OBJECTIVE | Rewrite the lines of the listing below as a JSON list of strings, one string per line and no blank lines. Begin at the line that contains "Highlight-reel tagging: indicate the sky" and continue through the end of the listing.

══════

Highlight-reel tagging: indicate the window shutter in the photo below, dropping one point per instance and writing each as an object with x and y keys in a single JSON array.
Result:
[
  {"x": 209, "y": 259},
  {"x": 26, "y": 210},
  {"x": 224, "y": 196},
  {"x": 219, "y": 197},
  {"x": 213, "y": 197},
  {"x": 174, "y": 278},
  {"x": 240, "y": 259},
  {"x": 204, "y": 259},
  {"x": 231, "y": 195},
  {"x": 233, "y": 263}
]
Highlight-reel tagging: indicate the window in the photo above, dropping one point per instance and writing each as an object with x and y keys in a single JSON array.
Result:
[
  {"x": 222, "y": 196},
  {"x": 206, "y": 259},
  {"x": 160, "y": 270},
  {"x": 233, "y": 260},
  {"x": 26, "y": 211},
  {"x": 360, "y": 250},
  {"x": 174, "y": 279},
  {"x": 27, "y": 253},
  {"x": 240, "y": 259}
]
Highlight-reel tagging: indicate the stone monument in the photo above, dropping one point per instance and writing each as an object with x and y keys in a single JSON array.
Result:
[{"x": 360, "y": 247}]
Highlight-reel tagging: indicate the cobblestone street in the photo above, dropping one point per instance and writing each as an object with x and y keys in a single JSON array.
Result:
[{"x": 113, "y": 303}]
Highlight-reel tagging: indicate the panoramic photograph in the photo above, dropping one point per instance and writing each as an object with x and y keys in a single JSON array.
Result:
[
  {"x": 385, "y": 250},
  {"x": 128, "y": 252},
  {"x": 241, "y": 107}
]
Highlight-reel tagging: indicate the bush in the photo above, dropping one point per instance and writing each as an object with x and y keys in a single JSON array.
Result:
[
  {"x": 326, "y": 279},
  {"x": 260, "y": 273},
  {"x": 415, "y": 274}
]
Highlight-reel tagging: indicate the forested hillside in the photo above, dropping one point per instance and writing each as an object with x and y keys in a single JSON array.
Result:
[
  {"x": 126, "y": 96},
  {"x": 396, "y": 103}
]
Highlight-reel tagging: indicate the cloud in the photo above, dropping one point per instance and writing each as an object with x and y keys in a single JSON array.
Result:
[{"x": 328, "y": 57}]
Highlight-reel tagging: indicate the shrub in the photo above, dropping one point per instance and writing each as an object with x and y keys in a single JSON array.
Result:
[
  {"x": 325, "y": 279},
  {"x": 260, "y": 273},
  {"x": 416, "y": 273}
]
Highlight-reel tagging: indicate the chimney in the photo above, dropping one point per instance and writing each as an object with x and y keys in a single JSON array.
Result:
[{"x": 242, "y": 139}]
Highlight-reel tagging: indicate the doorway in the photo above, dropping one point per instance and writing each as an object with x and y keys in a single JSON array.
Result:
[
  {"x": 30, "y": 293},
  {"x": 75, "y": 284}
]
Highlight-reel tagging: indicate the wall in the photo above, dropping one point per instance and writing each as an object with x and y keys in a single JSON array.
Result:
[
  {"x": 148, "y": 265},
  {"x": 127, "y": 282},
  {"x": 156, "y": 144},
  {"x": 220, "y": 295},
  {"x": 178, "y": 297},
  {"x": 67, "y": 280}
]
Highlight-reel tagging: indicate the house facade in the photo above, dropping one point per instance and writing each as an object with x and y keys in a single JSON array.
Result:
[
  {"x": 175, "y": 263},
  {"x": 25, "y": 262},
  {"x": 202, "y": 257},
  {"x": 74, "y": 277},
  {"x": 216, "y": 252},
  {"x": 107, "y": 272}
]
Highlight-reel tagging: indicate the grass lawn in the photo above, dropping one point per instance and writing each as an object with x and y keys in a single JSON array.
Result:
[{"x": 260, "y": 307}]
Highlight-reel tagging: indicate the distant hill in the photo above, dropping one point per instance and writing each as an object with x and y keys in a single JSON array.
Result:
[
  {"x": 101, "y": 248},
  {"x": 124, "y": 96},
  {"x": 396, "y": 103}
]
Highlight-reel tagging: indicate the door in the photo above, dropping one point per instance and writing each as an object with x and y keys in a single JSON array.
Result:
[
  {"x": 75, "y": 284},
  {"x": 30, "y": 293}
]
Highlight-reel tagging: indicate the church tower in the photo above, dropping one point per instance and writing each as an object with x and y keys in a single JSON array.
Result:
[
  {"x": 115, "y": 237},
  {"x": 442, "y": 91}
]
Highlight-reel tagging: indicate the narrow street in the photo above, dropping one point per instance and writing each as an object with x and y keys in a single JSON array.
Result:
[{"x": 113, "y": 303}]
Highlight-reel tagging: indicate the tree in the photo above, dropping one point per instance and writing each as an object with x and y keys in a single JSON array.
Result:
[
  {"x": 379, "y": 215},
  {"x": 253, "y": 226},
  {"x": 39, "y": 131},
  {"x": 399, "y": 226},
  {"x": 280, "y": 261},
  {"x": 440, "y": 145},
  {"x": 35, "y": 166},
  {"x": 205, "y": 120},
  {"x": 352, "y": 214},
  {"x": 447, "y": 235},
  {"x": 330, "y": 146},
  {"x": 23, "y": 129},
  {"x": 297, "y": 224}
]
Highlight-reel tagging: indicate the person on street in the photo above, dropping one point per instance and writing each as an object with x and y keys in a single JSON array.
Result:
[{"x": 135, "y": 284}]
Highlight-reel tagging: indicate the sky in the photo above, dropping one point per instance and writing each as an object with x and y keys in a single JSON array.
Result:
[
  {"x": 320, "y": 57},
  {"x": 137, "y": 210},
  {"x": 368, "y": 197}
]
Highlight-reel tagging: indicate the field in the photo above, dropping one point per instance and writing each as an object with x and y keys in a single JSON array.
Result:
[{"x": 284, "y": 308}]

══════

WRITTEN RESPONSE |
[
  "Highlight-reel tagging: indicate the sky in the photo above, dropping one point per instance and writing each as an object with x and y keys in a single JSON array.",
  "Result:",
  "[",
  "  {\"x\": 320, \"y\": 57},",
  "  {\"x\": 137, \"y\": 210},",
  "  {\"x\": 368, \"y\": 197}",
  "]",
  "Highlight-reel tagging: indicate the field in the photo above, dropping one point per instance and writing each as an object with x and y keys in a single JSON array.",
  "Result:",
  "[{\"x\": 284, \"y\": 308}]"
]